*** Begin section ***

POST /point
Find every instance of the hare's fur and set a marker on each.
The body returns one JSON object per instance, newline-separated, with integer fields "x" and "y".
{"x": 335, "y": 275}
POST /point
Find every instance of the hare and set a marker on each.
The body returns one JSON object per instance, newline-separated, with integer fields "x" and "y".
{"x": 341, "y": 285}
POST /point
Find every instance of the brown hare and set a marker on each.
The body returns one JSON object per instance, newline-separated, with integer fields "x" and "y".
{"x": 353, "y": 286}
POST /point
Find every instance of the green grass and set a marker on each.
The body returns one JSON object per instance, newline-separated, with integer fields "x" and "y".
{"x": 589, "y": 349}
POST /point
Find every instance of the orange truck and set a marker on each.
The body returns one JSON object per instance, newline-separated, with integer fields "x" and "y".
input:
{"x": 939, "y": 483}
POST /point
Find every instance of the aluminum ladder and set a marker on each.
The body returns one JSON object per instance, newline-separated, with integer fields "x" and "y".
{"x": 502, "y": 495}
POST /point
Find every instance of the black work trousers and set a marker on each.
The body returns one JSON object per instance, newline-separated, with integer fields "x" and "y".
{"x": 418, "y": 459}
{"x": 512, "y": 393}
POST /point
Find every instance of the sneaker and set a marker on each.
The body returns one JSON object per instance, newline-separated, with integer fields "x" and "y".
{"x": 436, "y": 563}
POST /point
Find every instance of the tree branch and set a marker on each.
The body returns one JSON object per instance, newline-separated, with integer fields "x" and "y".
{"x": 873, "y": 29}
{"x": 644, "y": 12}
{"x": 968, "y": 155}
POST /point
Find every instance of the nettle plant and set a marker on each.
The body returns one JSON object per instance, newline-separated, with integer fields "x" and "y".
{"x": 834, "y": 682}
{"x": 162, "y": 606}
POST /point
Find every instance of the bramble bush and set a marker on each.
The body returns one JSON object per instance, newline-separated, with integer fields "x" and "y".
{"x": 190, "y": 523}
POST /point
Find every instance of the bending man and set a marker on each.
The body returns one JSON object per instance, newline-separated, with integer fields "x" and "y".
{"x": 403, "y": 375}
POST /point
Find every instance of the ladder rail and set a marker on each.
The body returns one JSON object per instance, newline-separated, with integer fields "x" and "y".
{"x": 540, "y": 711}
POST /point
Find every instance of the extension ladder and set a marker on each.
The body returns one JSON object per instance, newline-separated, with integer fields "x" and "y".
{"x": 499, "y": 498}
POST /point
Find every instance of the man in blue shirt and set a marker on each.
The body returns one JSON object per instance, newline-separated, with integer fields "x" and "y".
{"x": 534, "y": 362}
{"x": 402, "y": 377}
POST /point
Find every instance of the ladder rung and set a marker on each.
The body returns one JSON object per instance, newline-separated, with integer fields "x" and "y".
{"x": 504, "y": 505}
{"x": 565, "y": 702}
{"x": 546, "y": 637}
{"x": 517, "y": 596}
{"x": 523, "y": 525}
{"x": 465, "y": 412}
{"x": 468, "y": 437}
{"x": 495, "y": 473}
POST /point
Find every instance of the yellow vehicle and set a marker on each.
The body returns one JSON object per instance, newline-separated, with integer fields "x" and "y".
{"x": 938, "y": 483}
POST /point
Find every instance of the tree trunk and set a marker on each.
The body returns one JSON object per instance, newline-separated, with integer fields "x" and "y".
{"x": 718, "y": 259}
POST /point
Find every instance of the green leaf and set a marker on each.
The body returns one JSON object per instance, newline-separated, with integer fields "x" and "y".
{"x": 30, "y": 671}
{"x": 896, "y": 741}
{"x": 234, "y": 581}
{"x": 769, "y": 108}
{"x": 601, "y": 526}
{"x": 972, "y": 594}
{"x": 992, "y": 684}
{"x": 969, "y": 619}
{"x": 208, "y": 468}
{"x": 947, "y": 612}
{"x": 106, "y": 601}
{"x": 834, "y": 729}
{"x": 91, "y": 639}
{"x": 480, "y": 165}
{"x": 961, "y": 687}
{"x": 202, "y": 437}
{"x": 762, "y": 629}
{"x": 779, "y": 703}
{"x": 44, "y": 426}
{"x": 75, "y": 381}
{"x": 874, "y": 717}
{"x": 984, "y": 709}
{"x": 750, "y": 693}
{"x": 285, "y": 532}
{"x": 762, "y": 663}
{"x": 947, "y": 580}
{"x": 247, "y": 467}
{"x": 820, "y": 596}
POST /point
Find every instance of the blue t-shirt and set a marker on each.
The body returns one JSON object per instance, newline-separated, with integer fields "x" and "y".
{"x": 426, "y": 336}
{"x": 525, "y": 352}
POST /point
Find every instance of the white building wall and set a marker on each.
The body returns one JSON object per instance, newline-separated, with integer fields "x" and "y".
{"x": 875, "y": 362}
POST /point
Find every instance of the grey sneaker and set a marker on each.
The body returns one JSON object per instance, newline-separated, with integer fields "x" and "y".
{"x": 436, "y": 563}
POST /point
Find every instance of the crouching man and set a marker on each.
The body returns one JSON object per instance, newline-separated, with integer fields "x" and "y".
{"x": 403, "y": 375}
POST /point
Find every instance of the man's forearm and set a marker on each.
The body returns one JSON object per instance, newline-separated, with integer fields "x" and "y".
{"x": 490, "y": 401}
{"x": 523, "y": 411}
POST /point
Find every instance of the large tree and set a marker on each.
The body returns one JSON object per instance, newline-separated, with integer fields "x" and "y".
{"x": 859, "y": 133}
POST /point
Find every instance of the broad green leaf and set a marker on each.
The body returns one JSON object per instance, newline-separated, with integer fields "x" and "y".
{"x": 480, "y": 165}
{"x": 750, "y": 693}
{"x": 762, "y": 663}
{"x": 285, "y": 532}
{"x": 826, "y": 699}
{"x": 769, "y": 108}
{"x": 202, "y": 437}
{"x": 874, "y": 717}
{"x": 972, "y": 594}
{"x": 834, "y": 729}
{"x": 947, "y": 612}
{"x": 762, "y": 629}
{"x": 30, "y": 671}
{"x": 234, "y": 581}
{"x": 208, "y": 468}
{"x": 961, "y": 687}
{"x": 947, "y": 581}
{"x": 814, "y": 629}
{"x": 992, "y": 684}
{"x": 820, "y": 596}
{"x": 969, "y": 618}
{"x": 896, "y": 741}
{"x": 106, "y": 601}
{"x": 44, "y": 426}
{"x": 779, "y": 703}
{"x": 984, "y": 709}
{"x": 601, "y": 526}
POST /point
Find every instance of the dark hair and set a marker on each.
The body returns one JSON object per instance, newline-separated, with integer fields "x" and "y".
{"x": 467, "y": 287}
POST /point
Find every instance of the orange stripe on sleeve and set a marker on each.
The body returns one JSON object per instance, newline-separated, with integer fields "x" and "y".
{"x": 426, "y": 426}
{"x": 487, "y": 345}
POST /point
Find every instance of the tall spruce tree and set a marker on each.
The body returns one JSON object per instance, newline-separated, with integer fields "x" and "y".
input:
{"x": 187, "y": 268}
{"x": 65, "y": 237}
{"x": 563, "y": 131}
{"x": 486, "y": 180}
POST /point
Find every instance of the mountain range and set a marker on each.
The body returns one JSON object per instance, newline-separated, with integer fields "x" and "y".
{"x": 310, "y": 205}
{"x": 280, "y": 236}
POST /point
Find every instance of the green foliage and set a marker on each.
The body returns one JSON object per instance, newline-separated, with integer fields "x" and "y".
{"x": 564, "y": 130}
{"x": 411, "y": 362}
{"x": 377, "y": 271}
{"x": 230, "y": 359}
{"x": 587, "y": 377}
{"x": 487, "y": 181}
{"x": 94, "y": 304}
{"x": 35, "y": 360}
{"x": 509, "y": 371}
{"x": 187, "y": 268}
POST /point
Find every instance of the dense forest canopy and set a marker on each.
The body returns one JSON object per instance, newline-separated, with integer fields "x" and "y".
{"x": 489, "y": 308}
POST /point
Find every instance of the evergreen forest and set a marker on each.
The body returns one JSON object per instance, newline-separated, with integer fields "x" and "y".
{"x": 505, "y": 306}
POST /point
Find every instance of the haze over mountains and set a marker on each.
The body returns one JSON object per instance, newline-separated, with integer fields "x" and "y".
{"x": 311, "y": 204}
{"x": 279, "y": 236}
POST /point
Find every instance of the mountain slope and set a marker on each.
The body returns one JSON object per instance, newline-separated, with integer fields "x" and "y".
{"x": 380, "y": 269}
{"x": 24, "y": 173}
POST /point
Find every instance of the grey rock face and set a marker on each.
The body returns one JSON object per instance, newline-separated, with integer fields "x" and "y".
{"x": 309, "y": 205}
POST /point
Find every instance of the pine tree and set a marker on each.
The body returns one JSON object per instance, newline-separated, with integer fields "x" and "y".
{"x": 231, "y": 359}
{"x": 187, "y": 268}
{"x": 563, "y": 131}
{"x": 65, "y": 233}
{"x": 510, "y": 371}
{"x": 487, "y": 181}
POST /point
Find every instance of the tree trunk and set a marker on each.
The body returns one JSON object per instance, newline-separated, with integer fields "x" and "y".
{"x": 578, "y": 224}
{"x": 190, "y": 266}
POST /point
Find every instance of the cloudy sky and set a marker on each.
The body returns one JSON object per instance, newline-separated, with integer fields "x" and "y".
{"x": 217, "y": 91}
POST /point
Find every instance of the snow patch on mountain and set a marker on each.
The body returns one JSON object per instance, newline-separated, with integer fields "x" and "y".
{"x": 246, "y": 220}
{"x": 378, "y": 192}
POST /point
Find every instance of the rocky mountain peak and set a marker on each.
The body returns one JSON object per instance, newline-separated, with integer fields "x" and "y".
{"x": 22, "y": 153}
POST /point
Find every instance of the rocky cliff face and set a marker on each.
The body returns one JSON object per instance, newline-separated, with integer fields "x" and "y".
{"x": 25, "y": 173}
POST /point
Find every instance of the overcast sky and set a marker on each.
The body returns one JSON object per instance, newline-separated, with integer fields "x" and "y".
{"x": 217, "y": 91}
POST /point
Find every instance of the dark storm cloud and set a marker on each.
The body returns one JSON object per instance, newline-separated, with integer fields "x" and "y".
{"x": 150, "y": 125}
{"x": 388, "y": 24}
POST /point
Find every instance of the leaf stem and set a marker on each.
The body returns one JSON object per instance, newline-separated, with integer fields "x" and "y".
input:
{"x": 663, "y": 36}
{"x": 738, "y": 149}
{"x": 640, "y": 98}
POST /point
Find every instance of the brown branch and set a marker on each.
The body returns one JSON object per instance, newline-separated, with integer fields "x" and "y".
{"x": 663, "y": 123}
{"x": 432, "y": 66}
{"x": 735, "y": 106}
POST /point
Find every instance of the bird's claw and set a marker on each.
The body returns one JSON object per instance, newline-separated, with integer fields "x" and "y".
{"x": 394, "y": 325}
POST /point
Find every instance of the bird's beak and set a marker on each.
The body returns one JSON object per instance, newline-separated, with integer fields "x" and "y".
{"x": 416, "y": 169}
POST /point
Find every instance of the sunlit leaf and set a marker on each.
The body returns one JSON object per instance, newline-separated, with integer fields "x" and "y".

*** End section ***

Work request
Above are the records; from them, give again exactly the lines from the one containing "Find every instance of the nettle" through the one containing "Find every instance of the green leaf", both included.

Answer area
Find every instance of the nettle plant and set a marker on each.
The body returns one JSON object per instance, newline-separated, with integer fields "x" and "y".
{"x": 834, "y": 682}
{"x": 162, "y": 606}
POST /point
Find every instance of the bramble bush and set a marker on each.
The body returns one JSON object per instance, newline-separated, with integer fields "x" and "y".
{"x": 190, "y": 523}
POST /point
Find every instance of the bending man and set a marker on each.
The body returns one JSON object per instance, newline-separated, with integer fields "x" and "y".
{"x": 403, "y": 375}
POST /point
Find every instance of the ladder rail and set a marker on each.
The body returns one JSON object per instance, newline-separated, with integer fields "x" and "y".
{"x": 540, "y": 711}
POST /point
Find every instance of the extension ladder and set a marker on each.
The body returns one JSON object per instance, newline-separated, with integer fields "x" and "y".
{"x": 499, "y": 498}
POST /point
Find every instance of the man in blue shirt and set a marker on each.
The body returns one JSON object per instance, newline-separated, with integer fields "x" and "y".
{"x": 534, "y": 362}
{"x": 402, "y": 377}
POST /point
Find every instance of the ladder rung and set a marker on each.
The body returns one JSON object per instance, newline-separated, with integer fields "x" and "y".
{"x": 504, "y": 505}
{"x": 565, "y": 702}
{"x": 546, "y": 637}
{"x": 517, "y": 596}
{"x": 523, "y": 525}
{"x": 465, "y": 412}
{"x": 468, "y": 437}
{"x": 495, "y": 473}
POST /point
Find every instance of the yellow vehicle and set a marker on each.
The body returns one JSON object per instance, newline-separated, with integer fields "x" and "y".
{"x": 938, "y": 483}
POST /point
Find every instance of the tree trunk and set a marker on each.
The body returns one JSON object per instance, newline-separated, with integer fields "x" and "y".
{"x": 718, "y": 259}
POST /point
Find every instance of the green leaf and set a marker on each.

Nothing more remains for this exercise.